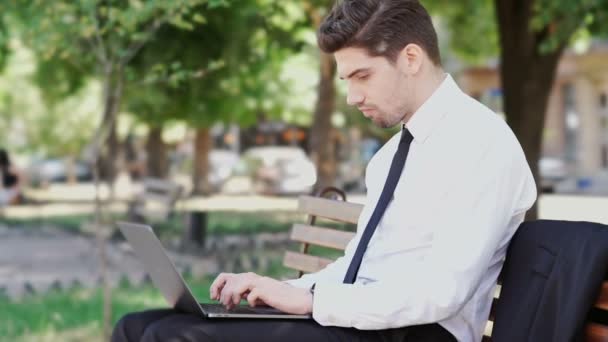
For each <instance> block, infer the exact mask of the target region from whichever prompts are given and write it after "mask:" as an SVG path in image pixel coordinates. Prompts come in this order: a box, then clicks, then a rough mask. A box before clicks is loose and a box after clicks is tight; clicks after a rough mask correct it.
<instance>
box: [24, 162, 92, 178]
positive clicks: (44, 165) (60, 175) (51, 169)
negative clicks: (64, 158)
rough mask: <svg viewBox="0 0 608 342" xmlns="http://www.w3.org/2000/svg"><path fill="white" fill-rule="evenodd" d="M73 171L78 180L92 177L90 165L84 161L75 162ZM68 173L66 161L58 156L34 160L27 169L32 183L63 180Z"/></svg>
mask: <svg viewBox="0 0 608 342" xmlns="http://www.w3.org/2000/svg"><path fill="white" fill-rule="evenodd" d="M73 172H74V175H75V177H76V180H78V181H79V182H86V181H91V180H92V179H93V172H92V171H91V168H90V166H89V165H87V164H86V163H84V162H80V161H77V162H75V164H74V170H73ZM68 173H69V171H68V165H67V163H66V161H65V160H64V159H60V158H52V159H41V160H36V161H34V162H33V163H31V164H30V167H29V168H28V169H27V175H28V179H29V180H30V182H32V183H33V184H40V183H56V182H65V181H67V179H68Z"/></svg>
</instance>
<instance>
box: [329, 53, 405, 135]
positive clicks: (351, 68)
mask: <svg viewBox="0 0 608 342" xmlns="http://www.w3.org/2000/svg"><path fill="white" fill-rule="evenodd" d="M334 55H335V58H336V63H337V67H338V75H339V76H340V79H343V80H346V82H347V84H348V95H347V99H346V101H347V102H348V104H350V105H355V106H357V108H359V110H360V111H361V112H362V113H363V115H364V116H365V117H366V118H368V119H370V120H372V121H373V122H374V124H376V125H377V126H379V127H382V128H388V127H392V126H395V125H396V124H398V123H400V122H401V121H402V120H403V118H404V116H405V115H406V113H407V112H408V107H409V104H410V102H411V99H412V96H413V93H412V91H413V90H414V89H413V87H412V86H413V84H412V83H413V82H412V81H411V78H410V77H408V76H407V72H405V71H404V70H403V69H404V68H403V65H401V64H400V63H401V61H400V59H399V58H398V59H397V62H395V63H394V64H393V63H391V62H390V61H389V60H388V59H387V58H385V57H370V56H369V55H368V54H367V52H366V51H365V50H364V49H361V48H352V47H351V48H344V49H341V50H339V51H336V52H335V54H334Z"/></svg>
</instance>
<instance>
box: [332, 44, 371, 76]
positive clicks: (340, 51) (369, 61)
mask: <svg viewBox="0 0 608 342" xmlns="http://www.w3.org/2000/svg"><path fill="white" fill-rule="evenodd" d="M334 57H335V58H336V66H337V72H338V76H340V78H347V77H348V76H349V75H350V74H351V73H353V72H355V71H357V70H359V69H370V68H371V67H372V66H373V65H374V61H375V58H373V57H370V56H369V55H368V54H367V52H366V51H365V50H364V49H360V48H344V49H342V50H338V51H336V52H335V53H334Z"/></svg>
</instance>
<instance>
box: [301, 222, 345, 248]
mask: <svg viewBox="0 0 608 342" xmlns="http://www.w3.org/2000/svg"><path fill="white" fill-rule="evenodd" d="M354 236H355V233H353V232H345V231H341V230H337V229H331V228H321V227H315V226H309V225H305V224H300V223H296V224H294V225H293V228H292V230H291V239H292V240H295V241H300V242H304V243H308V244H312V245H317V246H323V247H329V248H334V249H338V250H344V249H345V248H346V245H347V244H348V242H349V241H350V240H351V239H352V238H353V237H354Z"/></svg>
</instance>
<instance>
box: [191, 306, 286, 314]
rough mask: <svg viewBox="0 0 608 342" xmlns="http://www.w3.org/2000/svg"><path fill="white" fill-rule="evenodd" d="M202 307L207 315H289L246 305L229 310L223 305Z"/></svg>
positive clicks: (240, 306) (260, 307) (205, 306)
mask: <svg viewBox="0 0 608 342" xmlns="http://www.w3.org/2000/svg"><path fill="white" fill-rule="evenodd" d="M201 306H202V307H203V310H204V311H205V312H207V313H214V314H225V313H232V314H246V315H251V314H254V315H255V314H258V315H260V314H267V315H268V314H271V315H287V314H286V313H284V312H281V311H279V310H277V309H273V308H271V307H255V308H252V307H249V306H246V305H238V306H235V307H234V308H232V309H230V310H228V309H226V308H225V307H224V306H223V305H222V304H201Z"/></svg>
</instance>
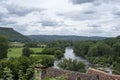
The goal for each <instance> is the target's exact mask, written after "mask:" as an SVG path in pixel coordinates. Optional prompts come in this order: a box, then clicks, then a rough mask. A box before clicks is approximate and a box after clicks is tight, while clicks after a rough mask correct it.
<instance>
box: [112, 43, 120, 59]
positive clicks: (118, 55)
mask: <svg viewBox="0 0 120 80" xmlns="http://www.w3.org/2000/svg"><path fill="white" fill-rule="evenodd" d="M113 49H114V51H115V54H114V56H119V57H120V42H116V43H115V44H113Z"/></svg>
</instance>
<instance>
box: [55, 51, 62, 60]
mask: <svg viewBox="0 0 120 80" xmlns="http://www.w3.org/2000/svg"><path fill="white" fill-rule="evenodd" d="M54 55H55V57H56V58H57V59H61V58H62V57H63V56H64V54H63V52H62V51H61V50H56V51H55V52H54Z"/></svg>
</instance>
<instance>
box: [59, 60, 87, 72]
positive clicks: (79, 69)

Assignment » Extract every line of the entries above verbatim, leaving the pictures out of your answer.

Answer »
For each <instance> block, infer the exact mask of the target region from whichever prompts are given and write it after "mask:" as an SVG path in image pixel coordinates. Prompts come in this order: a box, then clicks, then a rough mask. A box before clicks is loose and a box after clicks is tight; clicks after a rough mask correct it.
<instance>
box: [24, 162, 92, 178]
positive clicks: (44, 165) (60, 175) (51, 169)
negative clicks: (64, 158)
rough mask: <svg viewBox="0 0 608 342" xmlns="http://www.w3.org/2000/svg"><path fill="white" fill-rule="evenodd" d="M73 171L78 180L92 177L90 165L84 161L75 162ZM68 173L66 161L58 156L34 160L27 169L32 183L63 180Z"/></svg>
mask: <svg viewBox="0 0 608 342" xmlns="http://www.w3.org/2000/svg"><path fill="white" fill-rule="evenodd" d="M73 172H74V175H75V177H76V180H78V181H79V182H86V181H91V180H92V179H93V172H92V171H91V168H90V166H89V165H87V164H86V163H84V162H80V161H77V162H75V164H74V170H73ZM68 173H69V171H68V165H67V163H66V161H65V160H64V159H60V158H52V159H41V160H36V161H34V162H33V163H31V164H30V167H29V168H28V169H27V175H28V179H29V180H30V182H32V183H33V184H40V183H56V182H65V181H67V179H68Z"/></svg>
</instance>
<instance>
box: [329, 53, 405, 135]
positive clicks: (351, 68)
mask: <svg viewBox="0 0 608 342" xmlns="http://www.w3.org/2000/svg"><path fill="white" fill-rule="evenodd" d="M334 55H335V58H336V63H337V67H338V75H339V76H340V79H343V80H346V82H347V84H348V95H347V99H346V101H347V102H348V104H350V105H355V106H357V108H359V110H360V111H361V112H362V113H363V115H364V116H365V117H366V118H368V119H370V120H372V121H373V122H374V124H376V125H377V126H379V127H382V128H388V127H392V126H395V125H396V124H398V123H400V122H401V121H402V120H403V118H404V116H405V115H406V113H407V112H408V107H409V104H410V102H411V99H412V96H413V93H412V91H413V90H414V89H413V87H412V86H413V84H412V83H413V82H412V81H411V78H410V77H408V76H407V72H405V71H404V70H403V69H404V68H403V65H401V64H400V63H401V61H400V59H399V58H398V59H397V62H395V63H394V64H393V63H391V62H390V61H389V60H388V59H387V58H385V57H370V56H369V55H368V54H367V52H366V51H365V50H364V49H361V48H352V47H351V48H344V49H341V50H339V51H336V52H335V54H334Z"/></svg>
</instance>
<instance>
box: [332, 44, 371, 76]
positive clicks: (340, 51) (369, 61)
mask: <svg viewBox="0 0 608 342" xmlns="http://www.w3.org/2000/svg"><path fill="white" fill-rule="evenodd" d="M334 57H335V58H336V66H337V72H338V76H340V78H347V77H348V76H349V75H350V74H351V73H353V72H355V71H357V70H359V69H370V68H371V67H372V66H373V65H374V61H375V58H373V57H370V56H369V55H368V54H367V52H366V51H365V50H364V49H360V48H344V49H342V50H338V51H336V52H335V53H334Z"/></svg>
</instance>
<instance>
box: [301, 222, 345, 248]
mask: <svg viewBox="0 0 608 342" xmlns="http://www.w3.org/2000/svg"><path fill="white" fill-rule="evenodd" d="M354 236H355V233H353V232H345V231H341V230H337V229H331V228H321V227H315V226H309V225H305V224H300V223H296V224H294V225H293V228H292V230H291V239H292V240H295V241H300V242H304V243H308V244H312V245H317V246H323V247H329V248H334V249H338V250H344V249H345V248H346V245H347V244H348V242H349V241H350V240H351V239H352V238H353V237H354Z"/></svg>
</instance>
<instance>
box: [191, 306, 286, 314]
rough mask: <svg viewBox="0 0 608 342" xmlns="http://www.w3.org/2000/svg"><path fill="white" fill-rule="evenodd" d="M202 307L207 315H289L246 305L229 310L223 305Z"/></svg>
positive clicks: (240, 306) (260, 307) (205, 306)
mask: <svg viewBox="0 0 608 342" xmlns="http://www.w3.org/2000/svg"><path fill="white" fill-rule="evenodd" d="M201 306H202V307H203V310H204V311H205V312H207V313H214V314H225V313H232V314H246V315H251V314H254V315H255V314H258V315H260V314H267V315H268V314H271V315H287V314H286V313H284V312H281V311H279V310H277V309H273V308H271V307H255V308H252V307H249V306H246V305H238V306H235V307H234V308H232V309H230V310H228V309H226V308H225V307H224V306H223V305H222V304H201Z"/></svg>
</instance>
The goal for each <instance> is the target's exact mask, written after "mask:" as an SVG path in pixel coordinates. Optional prompts come in this order: a box, then clicks, then a rough mask. A box before clicks is approximate and a box after clicks is tight, while clicks after a rough mask correct it.
<instance>
box: [112, 43, 120, 59]
positive clicks: (118, 55)
mask: <svg viewBox="0 0 120 80" xmlns="http://www.w3.org/2000/svg"><path fill="white" fill-rule="evenodd" d="M113 49H114V51H115V54H114V56H119V57H120V42H116V43H115V44H113Z"/></svg>
</instance>
<instance>
box: [55, 51, 62, 60]
mask: <svg viewBox="0 0 120 80" xmlns="http://www.w3.org/2000/svg"><path fill="white" fill-rule="evenodd" d="M54 55H55V57H56V58H57V59H61V58H62V57H63V56H64V54H63V52H62V51H61V50H56V51H55V52H54Z"/></svg>
</instance>
<instance>
box: [59, 60, 87, 72]
positive clicks: (79, 69)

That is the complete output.